== DESCRIPTION OF THE TASK ==
Lines of the material that include the string "dirt" should be returned.

################

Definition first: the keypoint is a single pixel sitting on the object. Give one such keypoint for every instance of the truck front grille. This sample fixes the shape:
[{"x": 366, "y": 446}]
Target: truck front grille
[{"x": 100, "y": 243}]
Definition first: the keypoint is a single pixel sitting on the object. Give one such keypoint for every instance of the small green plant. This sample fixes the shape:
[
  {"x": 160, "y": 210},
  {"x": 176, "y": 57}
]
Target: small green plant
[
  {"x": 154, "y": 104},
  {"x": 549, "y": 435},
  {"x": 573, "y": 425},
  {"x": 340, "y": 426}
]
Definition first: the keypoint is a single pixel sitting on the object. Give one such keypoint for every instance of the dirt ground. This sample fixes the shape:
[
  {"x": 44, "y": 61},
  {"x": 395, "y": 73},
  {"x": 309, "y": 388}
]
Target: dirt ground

################

== SOLUTION BELOW ==
Definition first: the keypoint is a single pixel sitting on the object. Give one such keypoint for every instance of the dirt ground. This sample fixes the shape:
Target: dirt ground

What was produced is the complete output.